(Saved entries)
-=-=-=-=-

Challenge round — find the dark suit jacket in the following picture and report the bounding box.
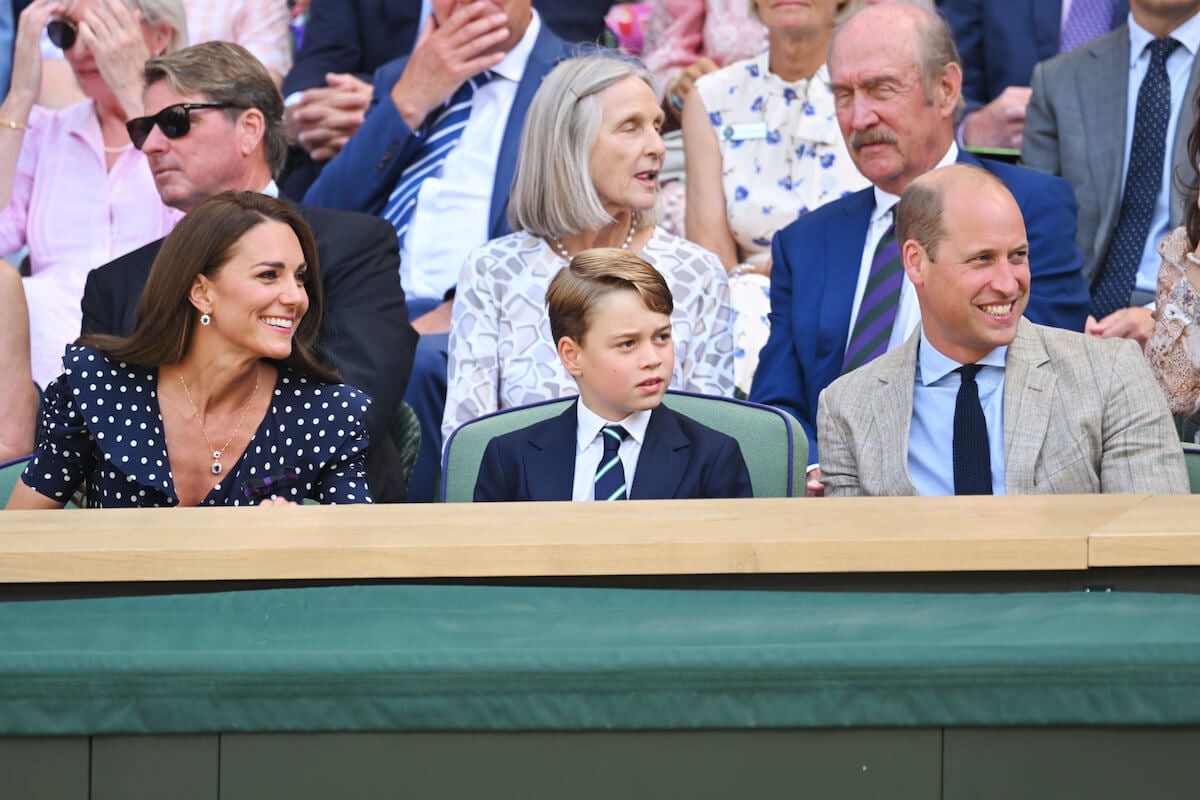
[278,2,601,199]
[748,150,1090,465]
[279,0,424,199]
[473,402,754,501]
[302,22,573,250]
[942,0,1128,107]
[81,204,418,503]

-=-=-=-=-

[What you should do]: Give back each entry verbatim but drop its pictures.

[Solution]:
Challenge round — find the dark suit jacket in the following picture and report the bounding box.
[278,2,601,199]
[748,150,1090,465]
[279,0,424,199]
[473,402,754,501]
[302,22,573,250]
[942,0,1128,107]
[81,204,418,503]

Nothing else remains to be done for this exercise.